[Stored data]
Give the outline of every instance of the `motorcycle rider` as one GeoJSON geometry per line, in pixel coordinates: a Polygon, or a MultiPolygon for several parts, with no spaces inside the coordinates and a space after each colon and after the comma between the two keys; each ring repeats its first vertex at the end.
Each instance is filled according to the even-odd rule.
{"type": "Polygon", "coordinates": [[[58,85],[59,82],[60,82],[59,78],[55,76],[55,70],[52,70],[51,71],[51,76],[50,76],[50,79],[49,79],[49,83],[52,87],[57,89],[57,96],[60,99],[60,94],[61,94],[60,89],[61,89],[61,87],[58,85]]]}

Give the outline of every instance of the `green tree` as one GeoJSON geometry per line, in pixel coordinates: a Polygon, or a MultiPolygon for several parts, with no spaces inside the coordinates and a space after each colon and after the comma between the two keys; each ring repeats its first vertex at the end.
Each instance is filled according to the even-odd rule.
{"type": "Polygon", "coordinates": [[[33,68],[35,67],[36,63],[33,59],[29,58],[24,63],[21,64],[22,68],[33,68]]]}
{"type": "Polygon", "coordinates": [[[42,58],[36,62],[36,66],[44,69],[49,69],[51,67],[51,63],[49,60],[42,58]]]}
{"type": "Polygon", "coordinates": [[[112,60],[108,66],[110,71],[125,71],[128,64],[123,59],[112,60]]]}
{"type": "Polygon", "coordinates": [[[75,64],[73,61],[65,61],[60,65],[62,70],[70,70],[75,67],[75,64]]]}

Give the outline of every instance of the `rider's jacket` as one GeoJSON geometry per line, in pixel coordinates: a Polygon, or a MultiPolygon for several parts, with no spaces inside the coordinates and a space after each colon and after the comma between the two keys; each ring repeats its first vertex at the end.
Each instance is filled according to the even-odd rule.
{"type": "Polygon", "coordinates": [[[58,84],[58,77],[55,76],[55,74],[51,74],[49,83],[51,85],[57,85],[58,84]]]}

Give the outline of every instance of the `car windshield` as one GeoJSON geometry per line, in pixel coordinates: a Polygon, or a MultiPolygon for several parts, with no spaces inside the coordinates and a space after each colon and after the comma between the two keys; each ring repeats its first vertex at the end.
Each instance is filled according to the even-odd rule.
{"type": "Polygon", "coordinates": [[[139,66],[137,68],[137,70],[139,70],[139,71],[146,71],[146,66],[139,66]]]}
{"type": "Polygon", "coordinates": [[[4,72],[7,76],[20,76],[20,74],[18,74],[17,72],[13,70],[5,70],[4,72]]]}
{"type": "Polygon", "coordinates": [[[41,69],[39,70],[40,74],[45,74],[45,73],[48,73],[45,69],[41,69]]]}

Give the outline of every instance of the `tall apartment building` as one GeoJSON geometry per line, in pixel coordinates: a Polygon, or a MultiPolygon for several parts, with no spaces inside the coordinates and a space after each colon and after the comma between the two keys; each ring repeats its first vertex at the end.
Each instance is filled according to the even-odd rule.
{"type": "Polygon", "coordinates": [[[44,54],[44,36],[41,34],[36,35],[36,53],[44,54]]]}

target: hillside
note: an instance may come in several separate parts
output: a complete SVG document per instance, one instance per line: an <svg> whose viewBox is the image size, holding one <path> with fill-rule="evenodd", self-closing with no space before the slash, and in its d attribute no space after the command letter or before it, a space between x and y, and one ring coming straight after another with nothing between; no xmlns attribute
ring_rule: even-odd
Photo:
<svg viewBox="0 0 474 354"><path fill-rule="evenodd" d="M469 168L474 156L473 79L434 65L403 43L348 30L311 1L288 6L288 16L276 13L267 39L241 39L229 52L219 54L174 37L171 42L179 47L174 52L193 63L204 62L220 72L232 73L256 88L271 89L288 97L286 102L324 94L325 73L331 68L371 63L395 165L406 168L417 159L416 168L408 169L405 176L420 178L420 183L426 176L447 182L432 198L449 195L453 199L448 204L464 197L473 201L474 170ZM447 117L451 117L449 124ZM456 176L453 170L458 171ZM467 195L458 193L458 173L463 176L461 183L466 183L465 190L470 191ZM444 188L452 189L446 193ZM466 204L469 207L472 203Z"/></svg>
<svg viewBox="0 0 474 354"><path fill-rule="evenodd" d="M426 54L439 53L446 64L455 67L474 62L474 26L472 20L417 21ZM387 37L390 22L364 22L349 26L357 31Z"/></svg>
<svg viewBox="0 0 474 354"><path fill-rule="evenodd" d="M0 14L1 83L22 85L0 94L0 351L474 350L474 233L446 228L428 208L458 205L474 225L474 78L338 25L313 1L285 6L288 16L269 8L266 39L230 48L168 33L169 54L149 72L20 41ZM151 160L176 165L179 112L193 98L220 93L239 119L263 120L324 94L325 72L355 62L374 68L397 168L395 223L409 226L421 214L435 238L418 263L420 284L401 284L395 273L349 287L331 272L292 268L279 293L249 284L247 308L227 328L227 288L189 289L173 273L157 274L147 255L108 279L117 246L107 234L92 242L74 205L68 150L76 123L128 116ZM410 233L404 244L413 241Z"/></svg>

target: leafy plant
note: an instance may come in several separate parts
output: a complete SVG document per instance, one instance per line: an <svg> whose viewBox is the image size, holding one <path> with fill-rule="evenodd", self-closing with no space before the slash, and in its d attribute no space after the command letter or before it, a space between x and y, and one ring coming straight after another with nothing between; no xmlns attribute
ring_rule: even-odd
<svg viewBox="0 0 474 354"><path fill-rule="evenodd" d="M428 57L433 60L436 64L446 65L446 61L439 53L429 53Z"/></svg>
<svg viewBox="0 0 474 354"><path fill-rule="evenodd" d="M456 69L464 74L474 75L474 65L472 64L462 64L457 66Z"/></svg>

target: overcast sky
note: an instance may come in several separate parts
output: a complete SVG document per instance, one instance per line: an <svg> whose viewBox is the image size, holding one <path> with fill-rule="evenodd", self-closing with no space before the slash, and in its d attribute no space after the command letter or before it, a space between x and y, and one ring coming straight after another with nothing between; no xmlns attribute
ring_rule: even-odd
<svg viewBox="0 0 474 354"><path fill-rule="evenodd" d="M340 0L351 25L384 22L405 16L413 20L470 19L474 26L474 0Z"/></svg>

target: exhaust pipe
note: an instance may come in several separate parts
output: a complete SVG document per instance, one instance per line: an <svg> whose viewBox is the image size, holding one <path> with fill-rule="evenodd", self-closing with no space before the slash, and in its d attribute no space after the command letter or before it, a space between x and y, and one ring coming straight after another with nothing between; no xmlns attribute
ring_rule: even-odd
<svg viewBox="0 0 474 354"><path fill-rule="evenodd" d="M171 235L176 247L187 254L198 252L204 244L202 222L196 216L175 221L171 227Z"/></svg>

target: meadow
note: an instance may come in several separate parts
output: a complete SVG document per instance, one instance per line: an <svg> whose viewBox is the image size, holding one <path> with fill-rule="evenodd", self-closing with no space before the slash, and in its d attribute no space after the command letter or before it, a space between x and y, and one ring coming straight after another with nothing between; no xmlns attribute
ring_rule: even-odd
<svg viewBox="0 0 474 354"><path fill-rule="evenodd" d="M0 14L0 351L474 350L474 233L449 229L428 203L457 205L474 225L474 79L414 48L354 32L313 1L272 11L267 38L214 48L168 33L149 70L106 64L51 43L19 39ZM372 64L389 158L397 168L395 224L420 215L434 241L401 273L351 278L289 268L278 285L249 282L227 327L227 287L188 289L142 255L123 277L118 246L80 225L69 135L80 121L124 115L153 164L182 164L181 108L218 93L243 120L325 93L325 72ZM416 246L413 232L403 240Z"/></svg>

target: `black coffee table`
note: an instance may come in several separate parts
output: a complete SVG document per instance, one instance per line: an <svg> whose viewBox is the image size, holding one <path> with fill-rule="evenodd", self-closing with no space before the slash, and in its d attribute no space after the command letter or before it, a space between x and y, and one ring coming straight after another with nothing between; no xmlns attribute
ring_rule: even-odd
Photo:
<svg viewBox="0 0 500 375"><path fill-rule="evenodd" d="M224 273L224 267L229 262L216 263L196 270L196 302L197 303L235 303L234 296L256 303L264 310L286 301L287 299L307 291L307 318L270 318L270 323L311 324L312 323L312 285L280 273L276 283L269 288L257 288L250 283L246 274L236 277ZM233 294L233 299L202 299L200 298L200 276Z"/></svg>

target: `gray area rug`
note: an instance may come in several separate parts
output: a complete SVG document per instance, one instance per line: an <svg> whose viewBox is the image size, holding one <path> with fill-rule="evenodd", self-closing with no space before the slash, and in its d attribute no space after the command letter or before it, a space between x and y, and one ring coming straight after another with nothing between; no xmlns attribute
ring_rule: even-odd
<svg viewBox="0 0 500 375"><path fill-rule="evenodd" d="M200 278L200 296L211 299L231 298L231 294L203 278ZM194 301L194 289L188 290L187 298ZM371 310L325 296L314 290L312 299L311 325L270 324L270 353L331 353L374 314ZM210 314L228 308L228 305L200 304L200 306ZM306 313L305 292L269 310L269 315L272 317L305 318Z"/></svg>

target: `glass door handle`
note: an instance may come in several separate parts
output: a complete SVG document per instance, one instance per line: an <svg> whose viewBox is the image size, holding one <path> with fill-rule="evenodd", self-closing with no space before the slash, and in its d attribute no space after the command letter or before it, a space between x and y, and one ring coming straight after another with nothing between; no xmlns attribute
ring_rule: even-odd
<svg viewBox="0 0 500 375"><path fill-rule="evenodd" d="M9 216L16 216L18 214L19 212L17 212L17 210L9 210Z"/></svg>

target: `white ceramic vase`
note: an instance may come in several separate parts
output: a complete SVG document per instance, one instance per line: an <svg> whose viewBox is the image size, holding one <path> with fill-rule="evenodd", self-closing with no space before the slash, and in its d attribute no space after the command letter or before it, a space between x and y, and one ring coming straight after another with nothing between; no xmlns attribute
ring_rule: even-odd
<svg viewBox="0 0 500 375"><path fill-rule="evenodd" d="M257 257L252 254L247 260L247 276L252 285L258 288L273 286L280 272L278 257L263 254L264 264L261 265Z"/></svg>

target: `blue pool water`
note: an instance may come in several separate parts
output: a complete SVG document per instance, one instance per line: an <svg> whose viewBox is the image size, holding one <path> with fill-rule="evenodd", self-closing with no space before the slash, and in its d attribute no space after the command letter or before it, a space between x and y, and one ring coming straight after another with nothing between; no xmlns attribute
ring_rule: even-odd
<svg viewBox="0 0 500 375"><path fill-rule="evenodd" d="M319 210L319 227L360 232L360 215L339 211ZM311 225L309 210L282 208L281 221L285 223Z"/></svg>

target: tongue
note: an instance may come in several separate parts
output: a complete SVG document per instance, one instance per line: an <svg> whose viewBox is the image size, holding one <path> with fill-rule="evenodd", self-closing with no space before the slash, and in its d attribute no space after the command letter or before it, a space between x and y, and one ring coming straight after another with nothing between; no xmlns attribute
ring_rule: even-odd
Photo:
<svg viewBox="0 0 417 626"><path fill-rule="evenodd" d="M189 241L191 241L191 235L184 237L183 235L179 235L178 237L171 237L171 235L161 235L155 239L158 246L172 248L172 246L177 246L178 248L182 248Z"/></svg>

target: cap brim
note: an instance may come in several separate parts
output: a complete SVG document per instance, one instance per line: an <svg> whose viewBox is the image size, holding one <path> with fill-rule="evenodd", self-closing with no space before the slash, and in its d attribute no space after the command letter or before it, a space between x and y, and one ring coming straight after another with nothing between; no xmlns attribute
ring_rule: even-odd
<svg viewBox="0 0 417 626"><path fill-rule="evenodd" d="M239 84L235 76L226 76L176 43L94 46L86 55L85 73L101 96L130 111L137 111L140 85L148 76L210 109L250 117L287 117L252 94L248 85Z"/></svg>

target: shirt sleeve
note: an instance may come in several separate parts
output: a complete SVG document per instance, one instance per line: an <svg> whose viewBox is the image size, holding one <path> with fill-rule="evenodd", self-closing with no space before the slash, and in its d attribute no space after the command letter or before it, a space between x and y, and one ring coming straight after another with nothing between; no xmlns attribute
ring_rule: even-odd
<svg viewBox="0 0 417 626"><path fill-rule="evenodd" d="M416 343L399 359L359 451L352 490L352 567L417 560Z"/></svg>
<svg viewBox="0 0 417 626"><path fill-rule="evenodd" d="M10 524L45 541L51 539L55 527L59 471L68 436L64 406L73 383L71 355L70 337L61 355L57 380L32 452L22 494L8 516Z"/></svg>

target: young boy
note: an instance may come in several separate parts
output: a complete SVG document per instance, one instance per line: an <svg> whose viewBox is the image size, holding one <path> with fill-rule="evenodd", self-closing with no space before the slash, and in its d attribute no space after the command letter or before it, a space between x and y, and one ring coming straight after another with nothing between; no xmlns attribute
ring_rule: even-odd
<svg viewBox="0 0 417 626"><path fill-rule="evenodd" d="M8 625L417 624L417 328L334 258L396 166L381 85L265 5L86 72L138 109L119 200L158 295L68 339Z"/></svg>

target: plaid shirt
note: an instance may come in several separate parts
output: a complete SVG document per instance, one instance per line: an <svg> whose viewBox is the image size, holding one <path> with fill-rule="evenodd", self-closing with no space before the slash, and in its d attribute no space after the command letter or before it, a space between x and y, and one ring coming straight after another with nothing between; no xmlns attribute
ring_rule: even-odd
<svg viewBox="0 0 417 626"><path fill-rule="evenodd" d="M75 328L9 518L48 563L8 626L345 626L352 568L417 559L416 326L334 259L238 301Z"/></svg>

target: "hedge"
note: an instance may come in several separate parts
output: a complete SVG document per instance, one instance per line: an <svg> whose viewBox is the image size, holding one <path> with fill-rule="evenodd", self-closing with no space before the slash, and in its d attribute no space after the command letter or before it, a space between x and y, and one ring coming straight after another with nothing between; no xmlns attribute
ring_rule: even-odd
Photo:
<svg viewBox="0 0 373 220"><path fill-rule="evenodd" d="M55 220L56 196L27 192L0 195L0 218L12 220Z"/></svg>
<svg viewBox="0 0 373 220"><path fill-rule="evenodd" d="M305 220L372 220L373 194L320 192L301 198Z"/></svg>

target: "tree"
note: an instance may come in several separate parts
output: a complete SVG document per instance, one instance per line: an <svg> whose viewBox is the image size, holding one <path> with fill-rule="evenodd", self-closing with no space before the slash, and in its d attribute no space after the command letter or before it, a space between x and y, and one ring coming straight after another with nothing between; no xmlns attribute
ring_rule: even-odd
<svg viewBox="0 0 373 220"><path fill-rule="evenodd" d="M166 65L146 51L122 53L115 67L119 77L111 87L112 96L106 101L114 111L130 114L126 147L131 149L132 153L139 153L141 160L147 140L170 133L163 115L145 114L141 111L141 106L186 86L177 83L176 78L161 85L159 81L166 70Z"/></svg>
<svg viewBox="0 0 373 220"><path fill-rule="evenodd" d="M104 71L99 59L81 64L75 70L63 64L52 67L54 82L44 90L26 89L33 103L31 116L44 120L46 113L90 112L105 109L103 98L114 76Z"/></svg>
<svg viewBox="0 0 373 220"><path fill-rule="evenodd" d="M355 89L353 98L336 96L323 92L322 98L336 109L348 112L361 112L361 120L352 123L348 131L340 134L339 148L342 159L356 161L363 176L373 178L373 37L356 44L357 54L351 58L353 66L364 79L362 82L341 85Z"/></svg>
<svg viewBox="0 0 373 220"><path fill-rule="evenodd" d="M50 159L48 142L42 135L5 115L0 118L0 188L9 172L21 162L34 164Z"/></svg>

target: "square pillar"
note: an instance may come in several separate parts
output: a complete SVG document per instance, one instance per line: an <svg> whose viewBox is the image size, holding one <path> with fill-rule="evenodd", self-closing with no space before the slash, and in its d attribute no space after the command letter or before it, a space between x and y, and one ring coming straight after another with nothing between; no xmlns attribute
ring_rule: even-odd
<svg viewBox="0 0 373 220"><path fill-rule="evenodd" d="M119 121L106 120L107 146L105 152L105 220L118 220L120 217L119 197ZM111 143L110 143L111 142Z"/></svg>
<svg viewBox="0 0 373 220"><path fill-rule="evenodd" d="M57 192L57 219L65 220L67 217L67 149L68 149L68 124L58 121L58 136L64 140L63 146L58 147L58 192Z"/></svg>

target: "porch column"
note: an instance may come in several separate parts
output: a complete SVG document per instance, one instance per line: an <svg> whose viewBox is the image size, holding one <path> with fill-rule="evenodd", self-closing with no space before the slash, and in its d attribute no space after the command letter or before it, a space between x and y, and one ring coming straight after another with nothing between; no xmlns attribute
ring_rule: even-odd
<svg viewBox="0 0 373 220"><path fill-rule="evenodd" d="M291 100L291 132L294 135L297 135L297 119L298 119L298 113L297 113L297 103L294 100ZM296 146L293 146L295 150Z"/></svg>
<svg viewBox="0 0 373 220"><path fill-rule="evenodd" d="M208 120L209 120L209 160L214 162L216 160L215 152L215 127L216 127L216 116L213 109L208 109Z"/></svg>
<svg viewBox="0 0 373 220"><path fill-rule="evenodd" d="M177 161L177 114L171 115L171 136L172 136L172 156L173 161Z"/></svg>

[REQUIREMENT]
Look over the entries for "shirt", then copy every line that includes that string.

[ANSWER]
target: shirt sleeve
target: plaid shirt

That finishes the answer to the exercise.